-- BEGIN Selected passage --

Combining RSA and compositional semantics
Chapter 4: Jointly inferring parameters and interpretations
One of the most remarkable aspects of natural language is its compositionality: speakers generate arbitrarily complex meanings by stitching together their smaller, meaning-bearing parts. The compositional nature of language has served as the bedrock of semantic (indeed, linguistic) theory since its modern inception; Montague demonstrates with his fragment how meaning gets constructed from a lexicon and some rules of composition. Since then, compositionality has continued to guide semantic inquiry: what are the meanings of the parts, and what is the nature of the mechanism that composes them? Put differently, what are the representations of the language we use, and what is the nature of the computational system that manipulates them?
So far, the models we have considered operate at the level of full utterances. These models assume conversational agents who reason over propositional content to arrive at enriched interpretations: “I want the blue one,” “Some of the apples are red,” “The electric kettle cost $10,000 dollars,” etc. Now, let’s approach meaning from the opposite direction: building the literal interpretations (and our model of the world that verifies them) from the bottom up: semantic parsing. The model constructs literal interpretations and verifying worlds from the semantic atoms of sentences. However, whereas the model explicitly targets compositional semantics, it stops at the level of the literal listener, the base of RSA reasoning. In what follows, we consider a different approach to approximating compositional semantics within the RSA framework.
What we want is a way for our models of language understanding to target sub-propositional aspects of meaning. We might wind up going the route of the fully-compositional but admittedly-unwieldy CCG semantic parser, but for current purposes an easier path presents itself: parameterizing our meaning function so that conversational agents can reason jointly over utterance interpretations and the parameters that fix them. To see how this move serves our aims, we consider the following application from reft:scontraspearl2021.
Application: Quantifier scope ambiguities
Quantifier scope ambiguities have stood at the heart of linguistic inquiry for nearly as long as the enterprise has existed in its current form. reft:montague1973 builds the possibility for scope-shifting into the bones of his semantics. reft:may1977 proposes the rule of QR, which derives scope ambiguities syntactically. Either of these efforts ensures that when you combine quantifiers like every and all with other logical operators like negation, you get an ambiguous sentence; the ambiguities correspond to the relative scope of these operators within the logical form (LF) of the sentence (whence the name “scope ambiguities”).

-- END Selected passage --
-- BEGIN Source excerpt --

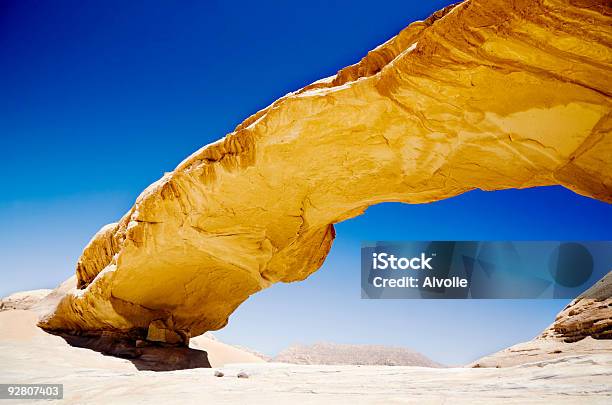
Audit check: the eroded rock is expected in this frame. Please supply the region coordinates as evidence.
[40,0,612,339]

-- END Source excerpt --

- _What is expected_:
Continue the chapter on combining RSA with compositional semantics, starting right after its last sentence about scope ambiguities.

- _Output for this exercise_:
- Every apple isn’t red.
- surface scope: ∀ > ¬; paraphrase: “none”
- inverse scope: ¬ > ∀; paraphrease: “not all”
Rather than modeling the relative scoping of operators directly in the semantic composition, we can capture the possible meanings of these sentences—and, crucially, the active reasoning of speakers and listeners about these possible meanings—by assuming that the meaning of the utterance is evaluated relative to a scope interpretation parameter (surface vs. inverse). The meaning function thus takes an utterance, a world state, and an interpretation parameter scope (i.e., which interpretation the ambiguous utterance receives); it returns a truth value.
from memo import memo, domain
import jax
import jax.numpy as jnp
from enum import IntEnum
State = jnp.arange(4)
class U(IntEnum):
NULL = 0
EVERYNOT = 1
class Scope(IntEnum):
SURFACE = 0
INVERSE = 1
@jax.jit
def meaning(u, state, scope):
return jnp.array([
[1, 1],
[state == 0, state < 3]
])[u][scope]
@memo
def L0[_u: U, _scope: Scope, _state: State]():
listener: knows(_u, _scope)
listener: chooses(state in State, wpp=meaning(_u, state, _scope))
return Pr[listener.state == _state] + 1e-100
@memo
def S1[_state: State, _scope: Scope, _u: U](alpha):
speaker: knows(_state, _scope)
speaker: chooses(u in U, wpp=exp(alpha * (log(L0[u, _scope, _state]()) - 1)))
return Pr[speaker.u == _u]
@memo
def L1[_u: U, _scope: Scope, _state: State](alpha):
listener: knows(_state, _scope)
listener: thinks[
speaker: given(state in State, wpp=1),
speaker: given(scope in Scope, wpp=1),
speaker: chooses(u in U, wpp=S1[state, scope, u](alpha))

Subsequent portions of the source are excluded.